(Dataset excerpts)
▽

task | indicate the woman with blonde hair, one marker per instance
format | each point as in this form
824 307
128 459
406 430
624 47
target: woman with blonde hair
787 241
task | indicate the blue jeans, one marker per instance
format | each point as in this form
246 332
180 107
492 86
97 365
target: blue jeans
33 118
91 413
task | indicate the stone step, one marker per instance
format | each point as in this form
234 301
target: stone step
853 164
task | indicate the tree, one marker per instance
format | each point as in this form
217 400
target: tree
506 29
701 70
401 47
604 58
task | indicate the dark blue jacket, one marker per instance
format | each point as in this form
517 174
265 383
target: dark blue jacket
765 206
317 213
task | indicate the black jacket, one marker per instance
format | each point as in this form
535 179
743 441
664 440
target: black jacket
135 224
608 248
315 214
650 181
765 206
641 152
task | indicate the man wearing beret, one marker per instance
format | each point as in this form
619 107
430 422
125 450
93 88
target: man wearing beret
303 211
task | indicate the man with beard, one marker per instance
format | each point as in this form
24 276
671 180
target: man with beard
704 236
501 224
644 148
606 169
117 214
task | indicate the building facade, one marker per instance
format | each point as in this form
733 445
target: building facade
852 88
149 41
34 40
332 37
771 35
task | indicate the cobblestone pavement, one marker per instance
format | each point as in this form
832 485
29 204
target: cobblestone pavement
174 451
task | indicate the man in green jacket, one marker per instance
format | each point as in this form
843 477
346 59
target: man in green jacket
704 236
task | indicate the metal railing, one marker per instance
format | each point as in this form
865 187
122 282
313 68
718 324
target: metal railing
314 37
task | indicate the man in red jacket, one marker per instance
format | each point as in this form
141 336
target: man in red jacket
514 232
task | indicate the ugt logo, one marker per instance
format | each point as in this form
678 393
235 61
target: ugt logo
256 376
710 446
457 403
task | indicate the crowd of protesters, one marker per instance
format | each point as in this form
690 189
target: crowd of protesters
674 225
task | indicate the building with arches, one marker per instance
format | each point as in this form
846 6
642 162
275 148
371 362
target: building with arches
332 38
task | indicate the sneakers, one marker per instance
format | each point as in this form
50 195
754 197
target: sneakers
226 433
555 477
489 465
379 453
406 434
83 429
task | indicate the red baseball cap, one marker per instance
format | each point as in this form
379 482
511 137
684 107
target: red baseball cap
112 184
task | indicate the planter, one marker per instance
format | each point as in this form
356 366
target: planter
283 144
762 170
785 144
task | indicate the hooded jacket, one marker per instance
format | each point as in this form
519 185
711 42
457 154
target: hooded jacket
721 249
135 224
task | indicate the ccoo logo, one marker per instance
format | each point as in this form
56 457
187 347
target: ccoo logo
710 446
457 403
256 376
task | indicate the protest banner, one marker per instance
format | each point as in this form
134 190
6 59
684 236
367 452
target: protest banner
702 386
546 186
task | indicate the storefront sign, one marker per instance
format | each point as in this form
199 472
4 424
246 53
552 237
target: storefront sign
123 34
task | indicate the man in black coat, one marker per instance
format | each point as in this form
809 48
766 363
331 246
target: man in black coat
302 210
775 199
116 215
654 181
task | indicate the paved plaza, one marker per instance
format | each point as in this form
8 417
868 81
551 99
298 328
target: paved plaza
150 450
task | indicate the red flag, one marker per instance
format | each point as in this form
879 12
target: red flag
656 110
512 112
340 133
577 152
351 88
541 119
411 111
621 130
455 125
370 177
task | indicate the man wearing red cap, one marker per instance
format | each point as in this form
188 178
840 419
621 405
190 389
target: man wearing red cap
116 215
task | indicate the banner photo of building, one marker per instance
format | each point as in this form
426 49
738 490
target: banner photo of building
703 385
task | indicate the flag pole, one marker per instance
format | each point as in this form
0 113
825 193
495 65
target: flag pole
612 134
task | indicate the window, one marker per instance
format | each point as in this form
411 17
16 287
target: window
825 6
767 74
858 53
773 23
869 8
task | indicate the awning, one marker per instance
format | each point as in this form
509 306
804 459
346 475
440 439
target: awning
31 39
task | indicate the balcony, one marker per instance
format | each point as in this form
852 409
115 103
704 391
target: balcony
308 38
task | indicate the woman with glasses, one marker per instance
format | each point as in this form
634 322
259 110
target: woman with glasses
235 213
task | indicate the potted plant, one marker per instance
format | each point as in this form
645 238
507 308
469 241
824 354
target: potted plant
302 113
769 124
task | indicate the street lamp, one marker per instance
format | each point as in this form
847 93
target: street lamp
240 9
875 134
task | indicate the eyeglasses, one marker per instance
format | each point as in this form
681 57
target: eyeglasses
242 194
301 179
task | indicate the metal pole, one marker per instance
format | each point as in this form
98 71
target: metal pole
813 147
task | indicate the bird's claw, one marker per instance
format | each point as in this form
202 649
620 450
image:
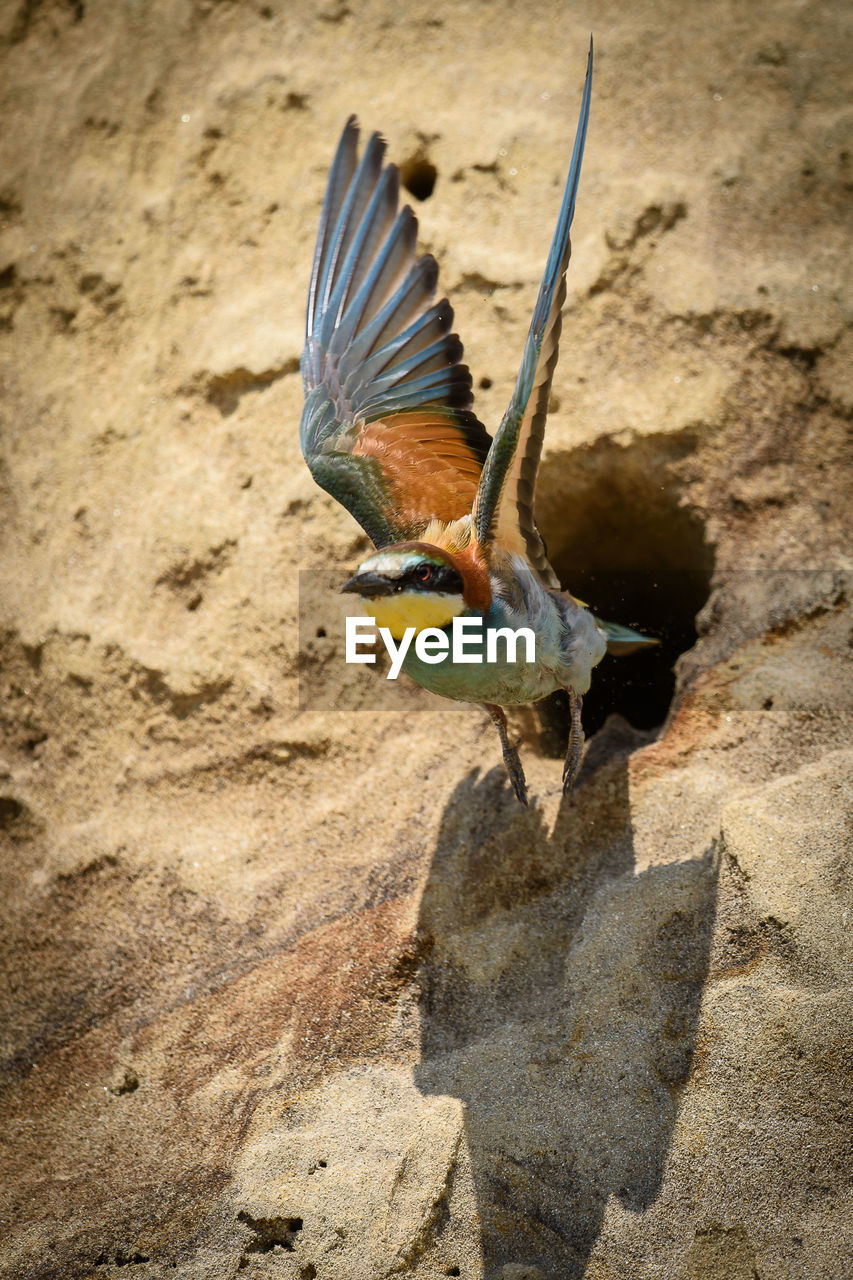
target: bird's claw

△

Problem statement:
Where a line of the records contains the word "bird", copy that line.

Answer to this exercise:
task | indicate the bird's claw, one marker per instance
target: bird's claw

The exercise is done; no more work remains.